*Problems to solve*:
• A. From the article on the Arnot Art Museum and contemporary realism, duplicate the part that opens with the words containing "My mentors composed" and closes with "Portraits & Murders.".
• B. In the article on the Arnot Art Museum and contemporary realism, who is named as the executive assistant heading the museum's staff?
• C. Supply the next part of the article on the Arnot Art Museum and contemporary realism, beginning after its final sentence.

*Text excerpt*:
◇ ◇ ◇ ◇ ◇
December 2018 Edition


Features


Uncharted Territory

Steven Assael, Bottle Man, 1991, oil on canvas, 24 x 36”. Arnot Art Museum, Elmira, NY. Gift of Dr. Thomas A. Mathews, 1994.
In 1992, the board of trustees of the Arnot Art Museum in Elmira, New York, revised the museum’s mission to have a “primary focus” on contemporary representational art. 
 
I had discovered Steven Assael’s paintings and drawings at Barbara Staempfli’s gallery in New York in 1991, and I was pleasantly surprised to see an artist addressing contemporary issues with a mastery of traditional technique.

My mentors composed a list of artists for us to consider beginning with Andrew Wyeth and Lucien Freud and the caveat that the artists had to be academically trained. I told them we needed to explore the un-vetted or less-vetted because I had begun to discover great work that wasn’t being shown in museums. 
 
Our curator, Rachael Sadinsky, showed us how exciting that area could be in her exhibitions Seven Visions: The Spirit of Religion in Contemporary Art and Jerome Witkin’s Dreams, Portraits & Murders.
 
I put my own curatorial skills to the test and mounted the first of seven biennial Re-presenting Representation exhibitions in 1993. The title was an awkward working title that stuck—we were RE-presenting representational work after its submersion under all the “-isms” of the 20th century, and only representing the growing number of artists who were beginning to emerge from academies and not. My idea of “representation” spanned from the nearly abstract to the photorealistic in all media including glass. When asked to explain it I replied with scholarly precision, “It’s stuff you can recognize.”

Barbara Staempfli was the first of many gallery owners who helped me pull together those first shows. Bob Fishko of Forum Gallery and John Pence of his eponymous gallery were extraordinarily helpful. The museum’s board, having set the stage, stepped back and allowed me to follow what became one man’s take on contemporary realism for the next 12 years. Our staff, headed by our executive assistant, Mary Hickey, were excited by the exhibitions and worked phenomenally hard to make them happen, especially picking up the slack when I suffered two heart attacks over those 12 years. Mary organized both the exhibitions and their curator.
 
Outside the museum former co-workers and friends suggested artists and loaned works from the collections they managed. Namely, Chris Crosman who was then at the Farnsworth Museum in Rockland, Maine, and later the founding chief curator at Crystal Bridges Museum of American Art in Bentonville, Arkansas, and Richard V. West, who was then at the Frye Art Museum in Seattle and exploring the same area to great effect. Chris and I had worked together at the Albright-Knox Art Gallery, and Richard and I at Bowdoin College.
◇ ◇ ◇ ◇ ◇
*Some material*:

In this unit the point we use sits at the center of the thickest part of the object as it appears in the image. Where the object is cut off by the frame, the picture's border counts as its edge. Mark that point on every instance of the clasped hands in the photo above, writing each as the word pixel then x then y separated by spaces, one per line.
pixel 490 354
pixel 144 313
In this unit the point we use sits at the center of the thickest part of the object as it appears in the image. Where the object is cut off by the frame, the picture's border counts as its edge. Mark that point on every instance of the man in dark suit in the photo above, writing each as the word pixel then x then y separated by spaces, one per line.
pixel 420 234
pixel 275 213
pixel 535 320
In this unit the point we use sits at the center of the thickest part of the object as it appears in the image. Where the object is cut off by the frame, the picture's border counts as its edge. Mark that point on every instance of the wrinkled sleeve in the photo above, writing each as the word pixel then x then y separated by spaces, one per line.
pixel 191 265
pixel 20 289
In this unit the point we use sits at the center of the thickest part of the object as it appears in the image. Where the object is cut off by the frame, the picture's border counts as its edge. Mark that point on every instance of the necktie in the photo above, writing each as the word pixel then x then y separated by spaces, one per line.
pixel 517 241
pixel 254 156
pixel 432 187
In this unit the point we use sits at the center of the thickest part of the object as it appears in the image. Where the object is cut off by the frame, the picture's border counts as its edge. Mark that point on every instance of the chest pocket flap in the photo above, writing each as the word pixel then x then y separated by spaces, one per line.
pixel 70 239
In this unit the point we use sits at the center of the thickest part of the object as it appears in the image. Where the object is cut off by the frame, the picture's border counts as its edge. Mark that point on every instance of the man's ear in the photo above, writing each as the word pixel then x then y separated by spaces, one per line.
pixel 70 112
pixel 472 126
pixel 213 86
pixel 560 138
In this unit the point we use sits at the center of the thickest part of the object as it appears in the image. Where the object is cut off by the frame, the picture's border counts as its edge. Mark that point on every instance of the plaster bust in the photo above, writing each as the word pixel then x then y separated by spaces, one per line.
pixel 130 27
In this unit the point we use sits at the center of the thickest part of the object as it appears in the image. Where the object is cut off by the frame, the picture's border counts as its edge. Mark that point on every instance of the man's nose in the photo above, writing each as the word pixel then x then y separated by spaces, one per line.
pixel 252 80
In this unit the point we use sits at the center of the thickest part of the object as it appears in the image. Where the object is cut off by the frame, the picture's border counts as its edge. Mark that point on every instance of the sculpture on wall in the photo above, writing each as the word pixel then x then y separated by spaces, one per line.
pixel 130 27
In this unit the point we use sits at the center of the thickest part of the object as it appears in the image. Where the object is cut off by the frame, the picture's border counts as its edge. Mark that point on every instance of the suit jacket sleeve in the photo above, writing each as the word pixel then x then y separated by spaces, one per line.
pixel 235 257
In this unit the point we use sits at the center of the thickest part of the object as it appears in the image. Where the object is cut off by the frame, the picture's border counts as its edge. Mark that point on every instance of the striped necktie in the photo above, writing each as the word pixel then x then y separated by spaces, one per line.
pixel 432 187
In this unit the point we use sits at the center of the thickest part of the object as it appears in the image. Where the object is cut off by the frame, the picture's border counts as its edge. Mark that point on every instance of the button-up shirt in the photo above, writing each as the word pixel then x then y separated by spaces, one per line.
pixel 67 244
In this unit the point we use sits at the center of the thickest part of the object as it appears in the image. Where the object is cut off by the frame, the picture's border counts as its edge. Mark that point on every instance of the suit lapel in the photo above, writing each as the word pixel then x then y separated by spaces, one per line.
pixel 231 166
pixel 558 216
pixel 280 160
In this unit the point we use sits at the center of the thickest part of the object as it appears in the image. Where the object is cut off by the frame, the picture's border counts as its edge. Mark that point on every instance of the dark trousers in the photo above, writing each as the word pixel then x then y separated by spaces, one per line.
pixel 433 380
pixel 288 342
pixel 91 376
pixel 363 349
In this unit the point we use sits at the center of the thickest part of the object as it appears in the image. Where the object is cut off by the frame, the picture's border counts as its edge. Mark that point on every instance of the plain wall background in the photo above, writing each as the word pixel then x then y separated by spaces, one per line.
◇ ◇ ◇ ◇ ◇
*Response list*:
• A.
My mentors composed a list of artists for us to consider beginning with Andrew Wyeth and Lucien Freud and the caveat that the artists had to be academically trained. I told them we needed to explore the un-vetted or less-vetted because I had begun to discover great work that wasn’t being shown in museums. 
 
Our curator, Rachael Sadinsky, showed us how exciting that area could be in her exhibitions Seven Visions: The Spirit of Religion in Contemporary Art and Jerome Witkin’s Dreams, Portraits & Murders.

• B. Mary Hickey

• C.
 
The exhibitions and the art cost money, which we didn’t have. Steven Assael’s Bottle Man was priced at about $4,000 and we couldn’t afford it. It later came into the collection as a gift, as many fine pieces would over the years. Principle among the corporate sponsors we solicited for the exhibitions was the Corning Incorporated Foundation, the company that once brought you Corning Ware and Steuben glass, and, by the time of RRIII, made it possible for us to create catalogs of the exhibitions.
Since we needed to draw people to the exhibitions of primarily unknown artists, I decided to include five Andrew Wyeths in the first exhibition, which Chris Crosman was instrumental in arranging. They included The Clearing from the collection of Andrew and his wife Betsy. The subject is a full-frontal male nude standing in a field. I was interested in showing the male nude since it had been ignored by the male-dominated art world that was more comfortable with the female as object than the male as object. The painting had the desired effect as I witnessed people walk up to it with an often-shocked expression until they read the label and exclaimed, “Oh, it’s by Andrew Wyeth. Isn’t that wonderful?”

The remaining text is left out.